## THE TASK
Give again, word for word, every line below from the one that has "x=102, y=70" through the one that has "# point at: pedal", both included, and no others.

Recorded data
+++++

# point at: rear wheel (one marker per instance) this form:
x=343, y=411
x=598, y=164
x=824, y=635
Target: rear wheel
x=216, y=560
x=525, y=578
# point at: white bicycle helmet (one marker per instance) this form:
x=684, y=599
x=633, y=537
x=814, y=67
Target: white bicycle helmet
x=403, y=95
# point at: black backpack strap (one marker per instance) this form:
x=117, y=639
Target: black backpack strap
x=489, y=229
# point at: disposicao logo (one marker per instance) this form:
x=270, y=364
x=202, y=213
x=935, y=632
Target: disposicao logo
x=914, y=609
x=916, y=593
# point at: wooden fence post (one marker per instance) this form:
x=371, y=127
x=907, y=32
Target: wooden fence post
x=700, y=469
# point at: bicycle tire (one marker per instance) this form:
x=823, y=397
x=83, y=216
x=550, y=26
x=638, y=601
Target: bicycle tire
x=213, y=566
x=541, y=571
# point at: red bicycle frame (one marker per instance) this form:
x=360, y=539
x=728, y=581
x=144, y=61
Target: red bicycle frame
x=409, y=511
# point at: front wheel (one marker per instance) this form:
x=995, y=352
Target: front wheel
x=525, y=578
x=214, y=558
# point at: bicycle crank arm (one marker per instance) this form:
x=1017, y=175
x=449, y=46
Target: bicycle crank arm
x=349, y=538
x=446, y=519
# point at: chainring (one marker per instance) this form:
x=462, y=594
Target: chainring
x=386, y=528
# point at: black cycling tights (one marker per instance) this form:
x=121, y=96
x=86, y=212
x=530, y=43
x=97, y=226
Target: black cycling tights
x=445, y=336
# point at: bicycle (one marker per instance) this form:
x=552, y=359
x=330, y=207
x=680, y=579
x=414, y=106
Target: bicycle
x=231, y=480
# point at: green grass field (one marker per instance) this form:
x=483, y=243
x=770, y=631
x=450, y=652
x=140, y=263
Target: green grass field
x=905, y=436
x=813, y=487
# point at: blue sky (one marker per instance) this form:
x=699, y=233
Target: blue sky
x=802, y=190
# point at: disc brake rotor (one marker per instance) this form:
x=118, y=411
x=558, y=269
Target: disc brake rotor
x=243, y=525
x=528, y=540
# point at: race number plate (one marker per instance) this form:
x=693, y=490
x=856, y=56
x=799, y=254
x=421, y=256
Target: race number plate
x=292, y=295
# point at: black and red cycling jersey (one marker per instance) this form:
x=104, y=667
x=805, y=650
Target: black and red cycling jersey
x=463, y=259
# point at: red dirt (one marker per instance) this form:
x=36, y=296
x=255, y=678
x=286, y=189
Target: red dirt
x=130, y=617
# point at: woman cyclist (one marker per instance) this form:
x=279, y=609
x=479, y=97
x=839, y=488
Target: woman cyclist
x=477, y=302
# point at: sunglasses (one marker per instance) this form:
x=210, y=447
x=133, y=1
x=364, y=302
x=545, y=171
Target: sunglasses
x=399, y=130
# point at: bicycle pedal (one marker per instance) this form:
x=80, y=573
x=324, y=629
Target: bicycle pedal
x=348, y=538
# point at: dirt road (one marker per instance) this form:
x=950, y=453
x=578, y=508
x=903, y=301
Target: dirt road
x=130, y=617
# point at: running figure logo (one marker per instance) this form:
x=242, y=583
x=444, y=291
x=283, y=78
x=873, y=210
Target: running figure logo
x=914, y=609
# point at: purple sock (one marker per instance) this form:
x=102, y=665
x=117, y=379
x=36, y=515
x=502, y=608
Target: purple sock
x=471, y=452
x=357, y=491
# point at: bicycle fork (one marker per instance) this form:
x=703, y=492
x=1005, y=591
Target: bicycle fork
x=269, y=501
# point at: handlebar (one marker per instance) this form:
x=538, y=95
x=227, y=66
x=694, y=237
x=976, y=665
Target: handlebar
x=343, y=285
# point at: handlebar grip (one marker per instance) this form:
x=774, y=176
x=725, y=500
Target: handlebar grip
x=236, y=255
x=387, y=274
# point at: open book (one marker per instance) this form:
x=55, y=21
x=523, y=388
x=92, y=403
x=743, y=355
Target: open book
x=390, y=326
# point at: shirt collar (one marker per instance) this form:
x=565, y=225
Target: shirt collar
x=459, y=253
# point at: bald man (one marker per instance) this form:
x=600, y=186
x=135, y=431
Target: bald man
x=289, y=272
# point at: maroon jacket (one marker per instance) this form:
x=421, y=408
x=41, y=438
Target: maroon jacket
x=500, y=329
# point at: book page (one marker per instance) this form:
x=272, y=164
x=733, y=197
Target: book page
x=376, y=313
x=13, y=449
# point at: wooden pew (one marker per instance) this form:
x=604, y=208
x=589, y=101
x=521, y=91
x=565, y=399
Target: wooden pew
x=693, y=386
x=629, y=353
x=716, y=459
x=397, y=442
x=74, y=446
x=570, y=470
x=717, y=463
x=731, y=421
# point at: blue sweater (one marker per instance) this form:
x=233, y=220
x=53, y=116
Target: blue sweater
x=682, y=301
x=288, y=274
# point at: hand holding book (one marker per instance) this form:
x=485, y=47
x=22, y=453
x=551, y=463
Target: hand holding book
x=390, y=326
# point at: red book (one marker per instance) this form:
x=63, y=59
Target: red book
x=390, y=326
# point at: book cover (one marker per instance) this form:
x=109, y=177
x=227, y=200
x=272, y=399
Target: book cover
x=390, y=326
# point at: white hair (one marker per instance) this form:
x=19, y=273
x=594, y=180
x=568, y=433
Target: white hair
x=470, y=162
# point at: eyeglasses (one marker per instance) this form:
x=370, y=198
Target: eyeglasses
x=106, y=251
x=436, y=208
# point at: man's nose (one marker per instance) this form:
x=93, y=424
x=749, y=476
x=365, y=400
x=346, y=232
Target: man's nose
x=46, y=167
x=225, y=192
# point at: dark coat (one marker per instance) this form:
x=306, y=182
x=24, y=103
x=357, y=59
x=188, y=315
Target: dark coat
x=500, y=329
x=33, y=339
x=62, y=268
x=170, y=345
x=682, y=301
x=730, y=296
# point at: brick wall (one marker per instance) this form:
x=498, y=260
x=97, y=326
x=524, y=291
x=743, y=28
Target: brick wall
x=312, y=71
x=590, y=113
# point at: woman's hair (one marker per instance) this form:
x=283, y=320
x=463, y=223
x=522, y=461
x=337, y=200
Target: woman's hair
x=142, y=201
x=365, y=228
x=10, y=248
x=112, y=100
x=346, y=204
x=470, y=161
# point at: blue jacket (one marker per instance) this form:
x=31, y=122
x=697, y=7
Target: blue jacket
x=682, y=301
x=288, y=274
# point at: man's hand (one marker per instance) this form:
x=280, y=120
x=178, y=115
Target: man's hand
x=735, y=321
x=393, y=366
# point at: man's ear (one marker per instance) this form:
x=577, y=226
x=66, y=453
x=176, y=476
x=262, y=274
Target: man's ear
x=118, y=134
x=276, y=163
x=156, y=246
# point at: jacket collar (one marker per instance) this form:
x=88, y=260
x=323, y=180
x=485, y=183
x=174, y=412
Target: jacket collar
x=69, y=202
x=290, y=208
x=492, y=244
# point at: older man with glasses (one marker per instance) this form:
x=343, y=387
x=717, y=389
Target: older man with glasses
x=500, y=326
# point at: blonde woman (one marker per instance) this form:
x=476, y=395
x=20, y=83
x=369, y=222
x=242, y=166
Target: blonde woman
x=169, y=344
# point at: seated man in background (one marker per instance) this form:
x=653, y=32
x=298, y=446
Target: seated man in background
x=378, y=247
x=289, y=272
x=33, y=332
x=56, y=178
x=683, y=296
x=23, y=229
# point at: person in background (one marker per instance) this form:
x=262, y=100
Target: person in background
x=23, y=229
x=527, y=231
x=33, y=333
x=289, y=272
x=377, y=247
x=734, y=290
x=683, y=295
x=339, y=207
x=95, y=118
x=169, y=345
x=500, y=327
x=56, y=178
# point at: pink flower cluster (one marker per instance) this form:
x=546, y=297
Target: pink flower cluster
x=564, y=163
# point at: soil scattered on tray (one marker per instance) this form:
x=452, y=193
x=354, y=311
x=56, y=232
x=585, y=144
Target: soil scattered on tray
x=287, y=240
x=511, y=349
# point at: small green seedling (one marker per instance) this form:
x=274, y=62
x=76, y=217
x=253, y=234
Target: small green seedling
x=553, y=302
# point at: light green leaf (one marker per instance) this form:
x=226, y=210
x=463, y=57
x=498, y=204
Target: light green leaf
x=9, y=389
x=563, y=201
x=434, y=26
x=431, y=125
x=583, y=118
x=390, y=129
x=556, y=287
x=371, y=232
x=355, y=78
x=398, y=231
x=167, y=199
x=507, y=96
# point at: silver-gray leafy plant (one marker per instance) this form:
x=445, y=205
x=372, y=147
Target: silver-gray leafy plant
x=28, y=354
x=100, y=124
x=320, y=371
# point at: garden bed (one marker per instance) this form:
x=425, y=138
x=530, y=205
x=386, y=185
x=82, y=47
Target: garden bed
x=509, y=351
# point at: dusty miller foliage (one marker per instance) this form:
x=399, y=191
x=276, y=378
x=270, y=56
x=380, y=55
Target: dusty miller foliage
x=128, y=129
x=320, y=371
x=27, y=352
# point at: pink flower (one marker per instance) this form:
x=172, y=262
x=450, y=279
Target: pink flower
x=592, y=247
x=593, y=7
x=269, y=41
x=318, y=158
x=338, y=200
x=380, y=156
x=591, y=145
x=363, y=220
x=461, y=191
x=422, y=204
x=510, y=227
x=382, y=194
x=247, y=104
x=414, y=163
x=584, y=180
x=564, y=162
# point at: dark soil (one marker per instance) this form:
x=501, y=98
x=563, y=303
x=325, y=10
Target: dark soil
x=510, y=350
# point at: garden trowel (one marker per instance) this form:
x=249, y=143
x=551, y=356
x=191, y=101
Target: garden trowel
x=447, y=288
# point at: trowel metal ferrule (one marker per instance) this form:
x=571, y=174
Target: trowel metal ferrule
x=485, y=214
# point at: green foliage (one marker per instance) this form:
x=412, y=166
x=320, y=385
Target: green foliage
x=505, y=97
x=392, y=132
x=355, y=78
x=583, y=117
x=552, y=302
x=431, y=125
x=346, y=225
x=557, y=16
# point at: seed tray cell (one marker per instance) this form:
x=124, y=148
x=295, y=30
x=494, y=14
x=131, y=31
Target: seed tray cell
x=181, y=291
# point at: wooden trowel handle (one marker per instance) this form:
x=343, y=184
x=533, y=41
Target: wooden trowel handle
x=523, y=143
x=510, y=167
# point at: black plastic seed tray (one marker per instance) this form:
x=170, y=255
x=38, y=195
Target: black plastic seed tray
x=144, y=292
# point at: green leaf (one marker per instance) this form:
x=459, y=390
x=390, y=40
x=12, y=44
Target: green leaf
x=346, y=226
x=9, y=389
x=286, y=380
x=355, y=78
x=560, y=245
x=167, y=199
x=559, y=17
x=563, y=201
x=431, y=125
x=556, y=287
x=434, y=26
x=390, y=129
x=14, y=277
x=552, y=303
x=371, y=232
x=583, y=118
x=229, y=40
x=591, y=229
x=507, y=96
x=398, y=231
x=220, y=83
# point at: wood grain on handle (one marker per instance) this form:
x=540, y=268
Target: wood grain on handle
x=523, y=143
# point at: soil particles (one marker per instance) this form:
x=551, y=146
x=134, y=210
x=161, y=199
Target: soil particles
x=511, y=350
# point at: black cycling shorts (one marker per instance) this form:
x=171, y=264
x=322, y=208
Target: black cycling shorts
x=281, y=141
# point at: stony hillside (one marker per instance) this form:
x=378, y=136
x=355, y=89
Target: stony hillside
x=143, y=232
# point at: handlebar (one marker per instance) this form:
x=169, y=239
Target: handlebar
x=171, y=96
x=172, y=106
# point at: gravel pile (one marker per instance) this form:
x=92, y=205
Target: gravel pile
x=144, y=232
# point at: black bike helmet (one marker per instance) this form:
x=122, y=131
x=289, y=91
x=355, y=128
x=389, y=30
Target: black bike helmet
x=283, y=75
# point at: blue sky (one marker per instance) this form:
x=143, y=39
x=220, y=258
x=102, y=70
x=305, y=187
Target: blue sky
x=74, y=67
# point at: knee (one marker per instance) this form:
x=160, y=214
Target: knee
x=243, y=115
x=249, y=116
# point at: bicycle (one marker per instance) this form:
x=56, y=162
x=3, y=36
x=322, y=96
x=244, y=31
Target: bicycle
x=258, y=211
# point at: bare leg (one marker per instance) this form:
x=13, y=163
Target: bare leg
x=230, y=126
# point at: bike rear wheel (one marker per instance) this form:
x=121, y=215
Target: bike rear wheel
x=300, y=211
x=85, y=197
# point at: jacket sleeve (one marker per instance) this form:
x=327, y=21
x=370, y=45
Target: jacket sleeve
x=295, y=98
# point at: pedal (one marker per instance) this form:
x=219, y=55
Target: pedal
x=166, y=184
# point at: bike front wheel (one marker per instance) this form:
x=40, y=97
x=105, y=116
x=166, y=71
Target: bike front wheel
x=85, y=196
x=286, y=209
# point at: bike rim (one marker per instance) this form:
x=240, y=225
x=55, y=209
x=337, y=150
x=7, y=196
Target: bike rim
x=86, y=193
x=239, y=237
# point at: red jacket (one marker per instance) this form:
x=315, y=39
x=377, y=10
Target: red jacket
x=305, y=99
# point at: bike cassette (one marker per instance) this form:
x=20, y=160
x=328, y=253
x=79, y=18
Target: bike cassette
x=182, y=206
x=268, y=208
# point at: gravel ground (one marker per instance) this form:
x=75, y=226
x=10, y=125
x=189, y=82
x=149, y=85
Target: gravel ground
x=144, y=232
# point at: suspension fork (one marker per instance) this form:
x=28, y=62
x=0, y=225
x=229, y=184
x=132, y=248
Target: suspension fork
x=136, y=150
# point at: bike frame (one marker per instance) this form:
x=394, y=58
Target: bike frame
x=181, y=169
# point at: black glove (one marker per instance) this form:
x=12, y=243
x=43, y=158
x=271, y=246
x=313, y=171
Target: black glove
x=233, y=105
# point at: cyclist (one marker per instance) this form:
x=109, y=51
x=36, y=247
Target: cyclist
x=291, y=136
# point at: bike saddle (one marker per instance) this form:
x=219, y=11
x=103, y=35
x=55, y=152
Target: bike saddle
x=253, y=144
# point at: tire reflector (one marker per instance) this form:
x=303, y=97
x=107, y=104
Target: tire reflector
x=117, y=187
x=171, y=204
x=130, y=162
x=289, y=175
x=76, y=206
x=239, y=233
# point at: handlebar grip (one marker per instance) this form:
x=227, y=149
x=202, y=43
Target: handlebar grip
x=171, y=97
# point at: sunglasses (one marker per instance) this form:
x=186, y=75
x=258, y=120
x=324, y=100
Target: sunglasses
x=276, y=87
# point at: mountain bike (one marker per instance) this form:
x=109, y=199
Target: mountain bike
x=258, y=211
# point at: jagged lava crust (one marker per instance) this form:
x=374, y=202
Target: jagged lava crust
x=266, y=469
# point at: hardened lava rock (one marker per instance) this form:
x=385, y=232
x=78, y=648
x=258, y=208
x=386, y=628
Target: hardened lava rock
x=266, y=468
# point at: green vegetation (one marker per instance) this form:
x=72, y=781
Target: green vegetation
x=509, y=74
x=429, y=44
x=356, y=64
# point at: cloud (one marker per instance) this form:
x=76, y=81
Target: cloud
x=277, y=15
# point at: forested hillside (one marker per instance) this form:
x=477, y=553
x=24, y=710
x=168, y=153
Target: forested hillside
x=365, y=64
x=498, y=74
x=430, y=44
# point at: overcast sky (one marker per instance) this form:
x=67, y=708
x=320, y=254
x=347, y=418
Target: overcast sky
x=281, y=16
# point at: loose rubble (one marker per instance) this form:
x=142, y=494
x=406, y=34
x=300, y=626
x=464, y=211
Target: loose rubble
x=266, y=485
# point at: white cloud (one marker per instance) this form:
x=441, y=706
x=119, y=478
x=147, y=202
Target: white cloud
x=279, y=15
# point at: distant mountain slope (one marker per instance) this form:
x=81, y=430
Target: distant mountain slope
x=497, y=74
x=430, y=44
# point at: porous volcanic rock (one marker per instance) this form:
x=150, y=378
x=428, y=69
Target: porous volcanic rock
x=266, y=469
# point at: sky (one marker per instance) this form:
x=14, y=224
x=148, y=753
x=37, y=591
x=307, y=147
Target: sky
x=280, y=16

+++++

## OUTPUT
x=102, y=70
x=305, y=187
Target: blue sky
x=74, y=67
# point at: knee (one marker per instance) this form:
x=160, y=214
Target: knee
x=243, y=115
x=249, y=116
# point at: bicycle (one marker per instance) this form:
x=56, y=162
x=3, y=36
x=322, y=96
x=244, y=31
Target: bicycle
x=258, y=211
# point at: bare leg (one marker per instance) this form:
x=13, y=163
Target: bare leg
x=230, y=126
# point at: bike rear wheel (one marker per instance) this form:
x=121, y=215
Target: bike rear wheel
x=300, y=211
x=85, y=197
# point at: jacket sleeve (one marker per instance) this form:
x=327, y=21
x=370, y=45
Target: jacket sleeve
x=295, y=98
# point at: pedal (one marker per instance) this form:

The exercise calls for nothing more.